* _OBJECTIF VISÉ_
Dans le texte de référence ci-dessous, recopiez tout le passage allant de « 1. J’aborderai deux » jusqu’à « rapatrier ces personnes. », en substituant « opinion » à « déclaration ».

* _TEXTE DE RÉFÉRENCE_
================================

1. J’aborderai deux points dans la présente déclaration.
2. Le premier concerne la libération, demandée par l’Arménie, des Arméniens faits prisonniers par l’Azerbaïdjan pendant ou immédiatement après le conflit de 2020. Je suis d’accord avec la Cour lorsqu’elle explique, au paragraphe 60 de l’ordonnance, que la convention internationale sur l’élimination de toutes les formes de discrimination raciale (ci-après la «CIEDR») n’oblige pas de manière plausible l’Azerbaïdjan à rapatrier ces personnes.

================================

* _DONNÉES ENREGISTRÉES_
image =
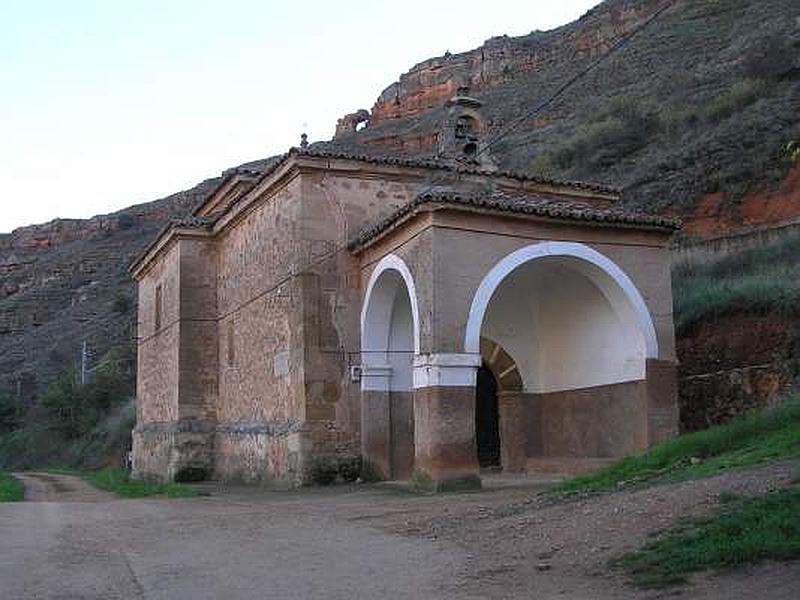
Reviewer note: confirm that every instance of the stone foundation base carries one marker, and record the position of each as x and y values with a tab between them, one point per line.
173	451
245	452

================================

* _RÉPONSE ATTENDUE_
1. J’aborderai deux points dans la présente opinion.
2. Le premier concerne la libération, demandée par l’Arménie, des Arméniens faits prisonniers par l’Azerbaïdjan pendant ou immédiatement après le conflit de 2020. Je suis d’accord avec la Cour lorsqu’elle explique, au paragraphe 60 de l’ordonnance, que la convention internationale sur l’élimination de toutes les formes de discrimination raciale (ci-après la «CIEDR») n’oblige pas de manière plausible l’Azerbaïdjan à rapatrier ces personnes.